Take the material below and write it all out again exactly.

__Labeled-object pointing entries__
Start

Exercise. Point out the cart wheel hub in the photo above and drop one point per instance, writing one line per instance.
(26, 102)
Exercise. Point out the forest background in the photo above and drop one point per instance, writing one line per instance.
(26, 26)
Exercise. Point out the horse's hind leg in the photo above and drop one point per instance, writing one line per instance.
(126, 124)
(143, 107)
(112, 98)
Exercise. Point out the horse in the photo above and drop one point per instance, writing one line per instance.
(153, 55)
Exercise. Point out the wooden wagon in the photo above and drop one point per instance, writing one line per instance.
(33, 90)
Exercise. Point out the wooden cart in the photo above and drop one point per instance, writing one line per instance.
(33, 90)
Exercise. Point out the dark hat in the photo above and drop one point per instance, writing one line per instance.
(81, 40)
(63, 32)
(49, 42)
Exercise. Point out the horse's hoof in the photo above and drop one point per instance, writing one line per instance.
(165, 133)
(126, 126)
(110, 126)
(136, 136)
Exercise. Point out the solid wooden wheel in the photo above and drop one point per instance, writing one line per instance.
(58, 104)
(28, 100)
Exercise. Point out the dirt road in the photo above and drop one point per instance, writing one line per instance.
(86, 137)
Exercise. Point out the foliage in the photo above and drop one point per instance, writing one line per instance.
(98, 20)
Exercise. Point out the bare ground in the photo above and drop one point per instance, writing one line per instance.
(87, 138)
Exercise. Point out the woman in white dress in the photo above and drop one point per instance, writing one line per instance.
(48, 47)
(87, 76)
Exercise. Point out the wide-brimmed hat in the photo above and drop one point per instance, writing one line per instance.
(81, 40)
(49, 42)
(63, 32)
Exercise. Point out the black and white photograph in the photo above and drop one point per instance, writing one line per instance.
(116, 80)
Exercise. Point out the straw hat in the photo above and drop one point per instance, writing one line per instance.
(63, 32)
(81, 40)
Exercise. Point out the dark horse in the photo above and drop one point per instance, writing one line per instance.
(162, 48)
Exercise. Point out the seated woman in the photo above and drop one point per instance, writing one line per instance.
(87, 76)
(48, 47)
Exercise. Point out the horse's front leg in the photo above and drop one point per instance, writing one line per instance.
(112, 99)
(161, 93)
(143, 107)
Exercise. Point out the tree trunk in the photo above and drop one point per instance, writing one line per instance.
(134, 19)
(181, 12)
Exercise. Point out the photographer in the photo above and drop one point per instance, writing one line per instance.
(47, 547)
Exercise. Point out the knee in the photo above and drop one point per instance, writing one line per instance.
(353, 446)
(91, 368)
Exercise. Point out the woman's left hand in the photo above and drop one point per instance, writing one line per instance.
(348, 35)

End

__Final answer__
Exercise. Point out the cart wheel hub in the photo above and drop one point per instance, writing one line per instance.
(26, 102)
Exercise. Point out the forest background in the photo above and drop one point per instance, writing one line per instance.
(26, 26)
Exercise. Point out the horse's hind leg in the photo above and drop one point per instance, writing one line per instance.
(126, 124)
(143, 107)
(112, 98)
Exercise. Point out the horse in the photo above and drop one point per instance, writing one line per instance.
(153, 55)
Exercise. Point out the wooden wagon in the photo above and drop one point per instance, writing one line per instance.
(33, 90)
Exercise. Point out the wooden cart in the photo above and drop one point per instance, writing one line per instance.
(33, 90)
Exercise. Point out the dark hat in the photo above and drop one point per instance, writing one line per instance.
(81, 40)
(63, 32)
(49, 42)
Exercise. Point out the horse's hoof in the photo above and drop one point per instance, writing one line per instance.
(165, 133)
(126, 126)
(110, 126)
(136, 136)
Exercise. Point out the solid wooden wheel in the photo above and drop one point per instance, writing one line per instance.
(58, 104)
(28, 100)
Exercise. Point out the dirt road in the photo above and drop one point per instance, writing one line per instance.
(86, 137)
Exercise. Point out the foliage in the photo above and drop one point per instance, writing one line per instance.
(98, 20)
Exercise. Point out the bare ground in the photo above and drop one point per instance, writing one line per instance.
(87, 138)
Exercise. Point out the woman in white dress in the photo above and drop one point per instance, writing one line per instance.
(48, 47)
(87, 76)
Exercise. Point out the wide-brimmed hat in the photo above and drop one point per instance, writing one line per instance.
(81, 40)
(49, 42)
(63, 32)
Exercise. Point out the black and white photograph in the photo above and drop one point per instance, writing one line per instance.
(116, 80)
Exercise. Point out the straw hat in the photo above and drop one point per instance, writing one line per instance.
(63, 32)
(81, 40)
Exercise. Point out the dark horse in the photo above and drop one point per instance, writing one line per instance.
(162, 48)
Exercise. Point out the seated woman in the photo above and drop one point per instance, writing one line per instance.
(87, 76)
(48, 47)
Exercise. Point out the horse's front leg in the photo above and drop one point per instance, writing one line per instance.
(112, 99)
(161, 93)
(143, 107)
Exercise. Point out the tree trunk in the photo above and drop one point per instance, writing one line per instance.
(134, 19)
(181, 12)
Exercise. Point out the photographer in the photo above and drop one point per instance, writing one line per instance.
(47, 547)
Exercise. Point out the knee in the photo above and drop one point per instance, writing one line per instance.
(353, 446)
(91, 368)
Exercise. Point out the woman's left hand in the photo above and drop one point per instance, writing one line per instance.
(348, 35)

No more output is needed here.